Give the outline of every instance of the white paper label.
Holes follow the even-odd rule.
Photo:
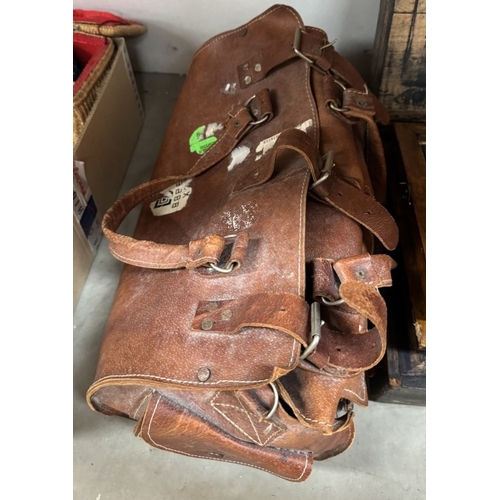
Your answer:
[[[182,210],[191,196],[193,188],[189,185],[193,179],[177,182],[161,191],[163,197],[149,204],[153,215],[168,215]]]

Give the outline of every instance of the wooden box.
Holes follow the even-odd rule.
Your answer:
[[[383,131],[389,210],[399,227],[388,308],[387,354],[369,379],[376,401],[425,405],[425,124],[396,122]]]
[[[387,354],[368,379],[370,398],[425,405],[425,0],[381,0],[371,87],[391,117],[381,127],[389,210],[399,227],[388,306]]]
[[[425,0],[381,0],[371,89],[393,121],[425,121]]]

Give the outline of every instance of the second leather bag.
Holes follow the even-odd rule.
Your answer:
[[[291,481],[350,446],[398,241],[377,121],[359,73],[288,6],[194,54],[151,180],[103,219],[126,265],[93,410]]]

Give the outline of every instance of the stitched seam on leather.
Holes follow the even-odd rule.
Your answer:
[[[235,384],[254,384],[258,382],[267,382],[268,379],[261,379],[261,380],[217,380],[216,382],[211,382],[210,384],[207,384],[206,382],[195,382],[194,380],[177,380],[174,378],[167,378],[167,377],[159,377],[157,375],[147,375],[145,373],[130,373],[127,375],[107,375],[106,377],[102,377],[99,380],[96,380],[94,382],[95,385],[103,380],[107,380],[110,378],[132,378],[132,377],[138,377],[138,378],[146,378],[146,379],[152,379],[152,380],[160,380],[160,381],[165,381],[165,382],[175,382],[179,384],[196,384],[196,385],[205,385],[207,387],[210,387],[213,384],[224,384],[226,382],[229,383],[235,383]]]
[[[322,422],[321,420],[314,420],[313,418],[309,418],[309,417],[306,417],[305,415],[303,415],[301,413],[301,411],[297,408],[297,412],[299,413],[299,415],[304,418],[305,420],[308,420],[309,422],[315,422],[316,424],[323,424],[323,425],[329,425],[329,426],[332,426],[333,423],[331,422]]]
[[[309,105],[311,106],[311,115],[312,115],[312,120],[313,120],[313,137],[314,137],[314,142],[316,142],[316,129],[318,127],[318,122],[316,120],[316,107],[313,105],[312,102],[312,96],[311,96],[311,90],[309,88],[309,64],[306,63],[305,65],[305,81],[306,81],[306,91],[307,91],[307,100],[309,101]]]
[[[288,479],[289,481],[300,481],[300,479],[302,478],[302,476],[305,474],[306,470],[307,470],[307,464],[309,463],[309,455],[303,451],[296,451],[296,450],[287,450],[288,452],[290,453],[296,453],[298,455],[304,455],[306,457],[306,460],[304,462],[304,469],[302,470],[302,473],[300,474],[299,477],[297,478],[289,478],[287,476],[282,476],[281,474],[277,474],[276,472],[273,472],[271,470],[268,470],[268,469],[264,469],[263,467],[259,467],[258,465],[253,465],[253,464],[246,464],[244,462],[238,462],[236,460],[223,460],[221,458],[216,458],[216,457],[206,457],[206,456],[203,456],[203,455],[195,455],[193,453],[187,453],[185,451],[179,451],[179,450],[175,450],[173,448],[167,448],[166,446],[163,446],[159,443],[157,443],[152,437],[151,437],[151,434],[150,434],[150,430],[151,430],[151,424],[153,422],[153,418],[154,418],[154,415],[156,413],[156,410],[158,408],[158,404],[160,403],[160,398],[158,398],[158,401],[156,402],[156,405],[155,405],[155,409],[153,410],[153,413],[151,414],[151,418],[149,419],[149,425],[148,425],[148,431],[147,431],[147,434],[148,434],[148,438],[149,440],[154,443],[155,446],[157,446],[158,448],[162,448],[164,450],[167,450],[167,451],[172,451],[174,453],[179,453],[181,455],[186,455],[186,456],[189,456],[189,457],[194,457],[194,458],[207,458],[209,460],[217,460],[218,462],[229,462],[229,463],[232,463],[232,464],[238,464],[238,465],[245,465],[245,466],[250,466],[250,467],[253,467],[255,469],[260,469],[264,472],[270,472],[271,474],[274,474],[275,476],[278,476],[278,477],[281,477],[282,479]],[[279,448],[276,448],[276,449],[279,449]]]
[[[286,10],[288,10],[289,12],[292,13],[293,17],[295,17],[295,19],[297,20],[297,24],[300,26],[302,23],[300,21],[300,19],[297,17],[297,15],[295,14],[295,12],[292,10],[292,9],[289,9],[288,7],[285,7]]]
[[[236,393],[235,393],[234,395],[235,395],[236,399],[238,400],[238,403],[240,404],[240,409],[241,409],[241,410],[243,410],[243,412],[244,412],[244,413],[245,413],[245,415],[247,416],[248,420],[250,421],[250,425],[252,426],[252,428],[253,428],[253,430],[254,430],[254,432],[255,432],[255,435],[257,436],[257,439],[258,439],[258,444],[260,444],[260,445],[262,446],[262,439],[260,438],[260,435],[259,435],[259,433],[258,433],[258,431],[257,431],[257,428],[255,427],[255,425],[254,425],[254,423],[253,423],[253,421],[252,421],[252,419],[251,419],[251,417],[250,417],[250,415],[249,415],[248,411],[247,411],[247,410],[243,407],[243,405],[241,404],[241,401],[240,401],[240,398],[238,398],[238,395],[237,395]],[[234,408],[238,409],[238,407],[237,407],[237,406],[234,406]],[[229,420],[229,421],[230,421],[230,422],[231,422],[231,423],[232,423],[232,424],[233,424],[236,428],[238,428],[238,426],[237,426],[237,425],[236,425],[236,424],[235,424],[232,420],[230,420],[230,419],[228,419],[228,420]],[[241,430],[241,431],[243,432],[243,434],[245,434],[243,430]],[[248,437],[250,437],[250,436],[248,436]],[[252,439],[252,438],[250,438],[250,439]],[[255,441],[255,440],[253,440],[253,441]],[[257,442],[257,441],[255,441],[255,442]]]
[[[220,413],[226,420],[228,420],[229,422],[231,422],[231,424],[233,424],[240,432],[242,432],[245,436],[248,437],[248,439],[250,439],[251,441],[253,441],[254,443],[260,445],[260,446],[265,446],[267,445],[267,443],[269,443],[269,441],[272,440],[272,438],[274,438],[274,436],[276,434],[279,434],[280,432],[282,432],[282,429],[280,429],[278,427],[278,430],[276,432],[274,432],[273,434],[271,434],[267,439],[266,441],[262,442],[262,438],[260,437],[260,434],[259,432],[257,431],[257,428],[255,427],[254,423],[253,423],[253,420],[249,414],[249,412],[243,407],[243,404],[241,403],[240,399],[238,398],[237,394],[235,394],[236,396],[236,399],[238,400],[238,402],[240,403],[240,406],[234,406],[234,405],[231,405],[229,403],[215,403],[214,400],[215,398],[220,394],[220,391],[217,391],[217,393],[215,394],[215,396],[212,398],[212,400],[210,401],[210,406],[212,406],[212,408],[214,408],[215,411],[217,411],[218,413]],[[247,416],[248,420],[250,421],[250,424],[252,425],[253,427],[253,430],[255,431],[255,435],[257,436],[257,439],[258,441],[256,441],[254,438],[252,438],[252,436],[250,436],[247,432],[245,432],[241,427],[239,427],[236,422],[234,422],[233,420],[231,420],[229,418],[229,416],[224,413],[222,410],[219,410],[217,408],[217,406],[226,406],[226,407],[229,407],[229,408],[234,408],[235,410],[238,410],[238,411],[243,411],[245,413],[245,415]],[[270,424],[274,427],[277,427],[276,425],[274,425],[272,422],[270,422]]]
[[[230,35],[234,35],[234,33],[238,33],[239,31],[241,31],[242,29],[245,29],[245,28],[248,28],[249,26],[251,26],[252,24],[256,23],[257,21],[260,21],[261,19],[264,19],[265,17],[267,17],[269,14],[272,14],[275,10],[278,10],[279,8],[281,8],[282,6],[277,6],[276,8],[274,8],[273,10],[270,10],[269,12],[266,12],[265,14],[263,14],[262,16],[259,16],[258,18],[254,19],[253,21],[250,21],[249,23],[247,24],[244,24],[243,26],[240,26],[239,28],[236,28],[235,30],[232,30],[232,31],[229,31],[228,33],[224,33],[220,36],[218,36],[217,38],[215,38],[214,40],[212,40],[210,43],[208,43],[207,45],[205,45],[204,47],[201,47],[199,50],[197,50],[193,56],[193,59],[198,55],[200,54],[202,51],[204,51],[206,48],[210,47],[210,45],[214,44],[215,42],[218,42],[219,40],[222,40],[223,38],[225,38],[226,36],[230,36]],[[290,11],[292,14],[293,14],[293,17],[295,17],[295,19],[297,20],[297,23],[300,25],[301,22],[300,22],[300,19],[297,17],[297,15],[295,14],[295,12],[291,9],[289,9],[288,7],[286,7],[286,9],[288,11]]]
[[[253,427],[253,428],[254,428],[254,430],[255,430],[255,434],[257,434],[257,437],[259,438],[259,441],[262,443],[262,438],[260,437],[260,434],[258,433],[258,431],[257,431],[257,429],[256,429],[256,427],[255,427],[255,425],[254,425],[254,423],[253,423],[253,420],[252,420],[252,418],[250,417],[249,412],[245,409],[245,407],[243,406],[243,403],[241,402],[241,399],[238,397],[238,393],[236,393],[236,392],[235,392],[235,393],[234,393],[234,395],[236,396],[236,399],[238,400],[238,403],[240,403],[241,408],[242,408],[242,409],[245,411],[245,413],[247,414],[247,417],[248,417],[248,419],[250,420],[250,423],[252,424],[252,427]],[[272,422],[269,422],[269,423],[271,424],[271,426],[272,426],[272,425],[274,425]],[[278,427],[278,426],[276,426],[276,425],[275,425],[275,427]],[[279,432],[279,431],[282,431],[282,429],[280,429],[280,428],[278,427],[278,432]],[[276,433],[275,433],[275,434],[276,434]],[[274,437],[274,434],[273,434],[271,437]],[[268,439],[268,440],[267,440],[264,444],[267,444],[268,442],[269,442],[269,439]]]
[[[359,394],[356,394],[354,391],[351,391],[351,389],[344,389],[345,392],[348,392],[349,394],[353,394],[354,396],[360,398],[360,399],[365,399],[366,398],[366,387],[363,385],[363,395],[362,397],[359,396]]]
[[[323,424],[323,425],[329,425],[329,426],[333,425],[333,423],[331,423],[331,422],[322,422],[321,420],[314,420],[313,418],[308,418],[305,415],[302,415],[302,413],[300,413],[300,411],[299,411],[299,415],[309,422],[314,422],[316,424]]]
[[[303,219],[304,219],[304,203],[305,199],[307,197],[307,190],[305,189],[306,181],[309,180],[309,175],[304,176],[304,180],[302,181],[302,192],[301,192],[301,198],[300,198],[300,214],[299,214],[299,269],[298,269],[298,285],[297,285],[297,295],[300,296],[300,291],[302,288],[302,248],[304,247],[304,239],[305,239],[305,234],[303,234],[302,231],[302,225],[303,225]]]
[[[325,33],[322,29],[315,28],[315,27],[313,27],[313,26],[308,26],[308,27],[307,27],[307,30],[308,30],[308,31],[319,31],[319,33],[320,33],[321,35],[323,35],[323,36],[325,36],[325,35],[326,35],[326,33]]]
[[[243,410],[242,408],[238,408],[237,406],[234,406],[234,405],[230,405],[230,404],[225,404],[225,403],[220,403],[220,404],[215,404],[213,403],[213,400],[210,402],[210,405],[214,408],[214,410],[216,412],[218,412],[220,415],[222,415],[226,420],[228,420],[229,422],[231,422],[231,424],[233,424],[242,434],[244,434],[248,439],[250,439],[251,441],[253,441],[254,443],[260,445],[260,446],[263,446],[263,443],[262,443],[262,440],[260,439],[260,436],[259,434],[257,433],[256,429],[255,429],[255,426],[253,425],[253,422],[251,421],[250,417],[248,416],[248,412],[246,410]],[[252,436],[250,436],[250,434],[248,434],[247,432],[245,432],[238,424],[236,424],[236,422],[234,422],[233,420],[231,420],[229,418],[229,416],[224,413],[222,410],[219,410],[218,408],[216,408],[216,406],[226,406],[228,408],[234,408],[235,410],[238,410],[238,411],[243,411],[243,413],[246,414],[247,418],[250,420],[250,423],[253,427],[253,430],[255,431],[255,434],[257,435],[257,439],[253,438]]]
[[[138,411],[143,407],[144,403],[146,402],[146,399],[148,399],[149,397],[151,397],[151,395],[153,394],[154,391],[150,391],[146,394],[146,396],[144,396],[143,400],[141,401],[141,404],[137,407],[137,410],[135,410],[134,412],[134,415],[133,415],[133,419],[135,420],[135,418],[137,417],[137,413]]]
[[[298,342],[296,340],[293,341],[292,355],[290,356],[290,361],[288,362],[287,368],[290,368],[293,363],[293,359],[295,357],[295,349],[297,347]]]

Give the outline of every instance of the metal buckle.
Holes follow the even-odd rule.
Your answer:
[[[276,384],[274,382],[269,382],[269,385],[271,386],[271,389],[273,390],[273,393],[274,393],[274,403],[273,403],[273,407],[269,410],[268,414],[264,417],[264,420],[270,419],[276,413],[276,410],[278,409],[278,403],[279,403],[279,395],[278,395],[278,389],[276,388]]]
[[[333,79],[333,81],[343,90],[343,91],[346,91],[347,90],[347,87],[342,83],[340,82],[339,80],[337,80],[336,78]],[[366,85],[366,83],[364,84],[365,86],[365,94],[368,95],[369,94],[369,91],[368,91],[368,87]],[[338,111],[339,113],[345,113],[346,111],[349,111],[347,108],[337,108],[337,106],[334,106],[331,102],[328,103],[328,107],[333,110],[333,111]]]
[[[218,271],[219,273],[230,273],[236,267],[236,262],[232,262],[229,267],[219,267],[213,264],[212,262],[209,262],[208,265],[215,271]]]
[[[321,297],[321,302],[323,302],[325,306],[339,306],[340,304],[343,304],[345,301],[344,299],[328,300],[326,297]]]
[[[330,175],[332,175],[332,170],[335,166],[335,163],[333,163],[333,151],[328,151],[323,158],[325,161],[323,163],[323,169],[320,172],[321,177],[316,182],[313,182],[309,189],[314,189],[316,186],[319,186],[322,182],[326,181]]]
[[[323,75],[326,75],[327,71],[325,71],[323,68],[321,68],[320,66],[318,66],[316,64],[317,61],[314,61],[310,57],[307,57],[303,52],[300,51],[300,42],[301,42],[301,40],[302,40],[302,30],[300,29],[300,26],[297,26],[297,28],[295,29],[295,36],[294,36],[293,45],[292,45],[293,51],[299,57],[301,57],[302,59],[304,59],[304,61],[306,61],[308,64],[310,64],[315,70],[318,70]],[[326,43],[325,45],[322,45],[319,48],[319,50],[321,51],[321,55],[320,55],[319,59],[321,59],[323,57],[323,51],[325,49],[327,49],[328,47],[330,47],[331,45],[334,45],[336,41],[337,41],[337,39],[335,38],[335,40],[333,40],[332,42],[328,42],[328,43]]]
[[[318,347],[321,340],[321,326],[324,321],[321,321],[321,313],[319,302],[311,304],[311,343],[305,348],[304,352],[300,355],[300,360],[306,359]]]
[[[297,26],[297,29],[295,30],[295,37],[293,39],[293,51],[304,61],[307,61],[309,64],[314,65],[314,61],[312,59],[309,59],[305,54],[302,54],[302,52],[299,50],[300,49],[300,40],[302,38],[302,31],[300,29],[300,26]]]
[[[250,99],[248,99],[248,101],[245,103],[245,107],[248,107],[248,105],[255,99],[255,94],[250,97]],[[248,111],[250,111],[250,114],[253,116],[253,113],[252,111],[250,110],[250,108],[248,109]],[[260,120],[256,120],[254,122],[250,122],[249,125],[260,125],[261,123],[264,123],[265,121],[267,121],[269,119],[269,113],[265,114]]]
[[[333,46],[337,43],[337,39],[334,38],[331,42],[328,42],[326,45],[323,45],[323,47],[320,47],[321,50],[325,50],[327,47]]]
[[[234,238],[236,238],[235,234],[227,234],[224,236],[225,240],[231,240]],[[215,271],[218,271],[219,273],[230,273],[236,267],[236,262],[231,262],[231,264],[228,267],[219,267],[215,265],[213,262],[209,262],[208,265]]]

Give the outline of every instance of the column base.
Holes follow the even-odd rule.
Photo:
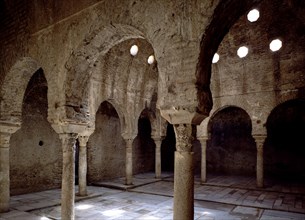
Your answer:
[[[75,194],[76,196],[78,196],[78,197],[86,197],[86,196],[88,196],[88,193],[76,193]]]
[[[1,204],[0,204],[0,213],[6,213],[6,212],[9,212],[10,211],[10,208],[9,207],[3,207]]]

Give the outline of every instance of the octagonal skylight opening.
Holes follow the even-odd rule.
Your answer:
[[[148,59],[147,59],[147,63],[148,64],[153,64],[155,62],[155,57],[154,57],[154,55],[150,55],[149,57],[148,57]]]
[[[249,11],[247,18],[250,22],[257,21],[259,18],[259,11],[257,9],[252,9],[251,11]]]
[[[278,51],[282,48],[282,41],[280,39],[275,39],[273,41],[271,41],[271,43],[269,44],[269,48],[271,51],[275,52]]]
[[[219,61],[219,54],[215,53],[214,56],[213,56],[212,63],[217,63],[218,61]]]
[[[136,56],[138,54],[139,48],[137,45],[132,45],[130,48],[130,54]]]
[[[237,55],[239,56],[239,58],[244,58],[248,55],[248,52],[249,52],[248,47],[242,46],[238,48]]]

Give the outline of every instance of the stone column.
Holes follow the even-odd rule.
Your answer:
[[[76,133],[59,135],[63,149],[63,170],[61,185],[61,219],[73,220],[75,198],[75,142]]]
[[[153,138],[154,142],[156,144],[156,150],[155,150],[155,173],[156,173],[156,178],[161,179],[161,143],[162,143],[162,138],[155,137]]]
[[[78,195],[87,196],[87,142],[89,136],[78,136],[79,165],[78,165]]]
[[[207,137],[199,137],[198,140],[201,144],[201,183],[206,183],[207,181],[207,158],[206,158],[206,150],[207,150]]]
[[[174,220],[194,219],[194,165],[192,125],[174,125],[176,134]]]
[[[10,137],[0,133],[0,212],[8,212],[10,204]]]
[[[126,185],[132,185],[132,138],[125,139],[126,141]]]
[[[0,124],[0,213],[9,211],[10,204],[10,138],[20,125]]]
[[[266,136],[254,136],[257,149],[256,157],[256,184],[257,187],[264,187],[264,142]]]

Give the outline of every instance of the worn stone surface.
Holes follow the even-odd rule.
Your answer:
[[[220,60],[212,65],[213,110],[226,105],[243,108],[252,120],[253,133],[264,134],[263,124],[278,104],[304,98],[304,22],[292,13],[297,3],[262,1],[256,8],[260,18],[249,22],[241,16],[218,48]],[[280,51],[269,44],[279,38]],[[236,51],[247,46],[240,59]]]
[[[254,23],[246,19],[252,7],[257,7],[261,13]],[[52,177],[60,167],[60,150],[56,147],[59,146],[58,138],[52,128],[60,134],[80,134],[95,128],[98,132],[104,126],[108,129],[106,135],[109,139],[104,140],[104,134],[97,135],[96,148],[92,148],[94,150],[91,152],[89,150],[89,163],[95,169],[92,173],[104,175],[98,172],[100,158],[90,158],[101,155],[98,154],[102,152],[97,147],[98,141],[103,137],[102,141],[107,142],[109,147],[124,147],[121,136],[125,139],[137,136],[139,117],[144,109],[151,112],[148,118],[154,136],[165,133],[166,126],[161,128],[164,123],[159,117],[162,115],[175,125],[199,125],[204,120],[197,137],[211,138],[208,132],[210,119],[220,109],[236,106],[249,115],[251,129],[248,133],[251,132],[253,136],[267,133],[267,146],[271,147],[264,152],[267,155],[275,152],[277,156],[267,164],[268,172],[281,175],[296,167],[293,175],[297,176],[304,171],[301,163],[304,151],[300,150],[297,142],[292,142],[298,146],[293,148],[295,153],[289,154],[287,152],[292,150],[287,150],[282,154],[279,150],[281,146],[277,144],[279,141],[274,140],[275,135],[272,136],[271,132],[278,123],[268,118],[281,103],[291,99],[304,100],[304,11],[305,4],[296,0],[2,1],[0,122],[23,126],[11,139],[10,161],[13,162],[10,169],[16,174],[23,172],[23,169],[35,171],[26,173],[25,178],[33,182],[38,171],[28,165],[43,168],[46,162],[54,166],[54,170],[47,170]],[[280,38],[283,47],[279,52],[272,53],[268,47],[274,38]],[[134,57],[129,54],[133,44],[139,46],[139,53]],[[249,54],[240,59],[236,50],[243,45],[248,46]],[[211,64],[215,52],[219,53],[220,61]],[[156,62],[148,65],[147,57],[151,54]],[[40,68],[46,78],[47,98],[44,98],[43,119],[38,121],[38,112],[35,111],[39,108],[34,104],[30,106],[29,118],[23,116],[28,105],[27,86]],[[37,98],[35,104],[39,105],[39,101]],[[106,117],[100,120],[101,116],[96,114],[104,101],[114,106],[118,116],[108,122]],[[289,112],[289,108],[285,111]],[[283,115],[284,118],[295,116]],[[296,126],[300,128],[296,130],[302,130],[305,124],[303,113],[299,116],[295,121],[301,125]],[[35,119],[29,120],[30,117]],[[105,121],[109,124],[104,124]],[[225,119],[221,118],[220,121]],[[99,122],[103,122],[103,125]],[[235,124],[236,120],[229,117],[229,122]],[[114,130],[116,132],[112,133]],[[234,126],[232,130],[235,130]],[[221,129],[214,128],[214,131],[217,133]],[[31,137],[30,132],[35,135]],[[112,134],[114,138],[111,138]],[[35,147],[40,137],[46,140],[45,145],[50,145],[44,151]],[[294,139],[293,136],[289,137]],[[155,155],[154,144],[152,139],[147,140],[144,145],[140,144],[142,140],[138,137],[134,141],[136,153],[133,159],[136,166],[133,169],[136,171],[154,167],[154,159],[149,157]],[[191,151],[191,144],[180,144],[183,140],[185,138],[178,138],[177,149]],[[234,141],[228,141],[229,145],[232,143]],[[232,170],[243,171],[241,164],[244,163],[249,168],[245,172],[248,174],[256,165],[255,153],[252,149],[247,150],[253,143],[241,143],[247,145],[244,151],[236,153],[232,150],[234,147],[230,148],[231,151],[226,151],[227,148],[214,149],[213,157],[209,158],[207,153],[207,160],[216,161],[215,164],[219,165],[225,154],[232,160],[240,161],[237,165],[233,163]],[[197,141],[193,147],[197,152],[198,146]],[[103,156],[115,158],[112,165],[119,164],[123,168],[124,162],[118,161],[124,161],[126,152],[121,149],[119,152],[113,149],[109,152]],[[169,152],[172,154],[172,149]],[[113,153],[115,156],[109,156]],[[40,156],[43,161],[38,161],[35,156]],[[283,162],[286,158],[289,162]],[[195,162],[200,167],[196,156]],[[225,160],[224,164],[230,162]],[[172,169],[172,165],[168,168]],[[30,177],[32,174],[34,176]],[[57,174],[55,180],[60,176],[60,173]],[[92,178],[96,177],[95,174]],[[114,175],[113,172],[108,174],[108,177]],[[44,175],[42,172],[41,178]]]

*Your instructions*
Output each line of the listing in which the string "leather" is found.

*Written response*
Give the outline of every instance of the second leather bag.
Give the outline of every instance of the stitched seam on leather.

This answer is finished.